What you are asked to do.
Output a character-exact copy of the data, images removed.

Data supplied.
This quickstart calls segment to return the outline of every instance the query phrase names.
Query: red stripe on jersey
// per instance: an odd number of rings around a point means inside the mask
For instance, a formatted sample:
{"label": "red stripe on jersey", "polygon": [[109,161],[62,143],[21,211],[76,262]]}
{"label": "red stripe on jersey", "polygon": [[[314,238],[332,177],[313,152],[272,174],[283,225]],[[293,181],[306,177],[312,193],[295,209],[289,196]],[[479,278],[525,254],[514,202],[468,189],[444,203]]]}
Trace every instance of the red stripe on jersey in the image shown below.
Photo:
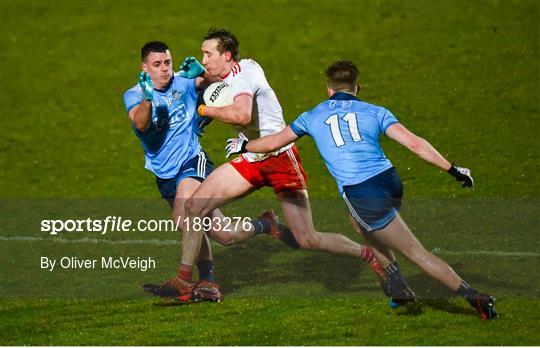
{"label": "red stripe on jersey", "polygon": [[233,73],[233,76],[236,75],[236,67],[240,67],[240,65],[238,65],[239,63],[237,62],[235,65],[233,65],[231,67],[231,70],[229,70],[228,73],[225,74],[225,76],[221,76],[221,78],[224,80],[226,79],[231,73]]}
{"label": "red stripe on jersey", "polygon": [[233,76],[236,76],[236,74],[238,74],[240,72],[240,64],[239,63],[236,63],[233,67],[232,67],[232,73],[233,73]]}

Expected answer.
This quickstart calls segment to return the outline of every instance the query phrase names.
Query: red stripe on jersey
// per instance: an odd number of rings around a point means inside the mask
For instance, a formatted sample:
{"label": "red stripe on jersey", "polygon": [[109,161],[62,143],[21,211],[76,262]]}
{"label": "red stripe on jersey", "polygon": [[[314,238],[332,177],[313,152],[272,174],[283,225]],[[293,181],[306,177],[312,193],[295,209],[289,196]],[[479,278],[525,254],[514,202],[468,189],[444,203]]]}
Trace every instance of the red stripe on jersey in the image shown below.
Photo:
{"label": "red stripe on jersey", "polygon": [[233,73],[233,76],[236,75],[236,67],[240,67],[240,65],[238,65],[239,63],[237,62],[235,65],[233,65],[231,67],[231,70],[229,70],[228,73],[225,74],[225,76],[221,76],[221,78],[224,80],[226,79],[231,73]]}
{"label": "red stripe on jersey", "polygon": [[233,76],[236,76],[236,74],[238,74],[240,72],[240,64],[239,63],[236,63],[233,67],[232,67],[232,73],[233,73]]}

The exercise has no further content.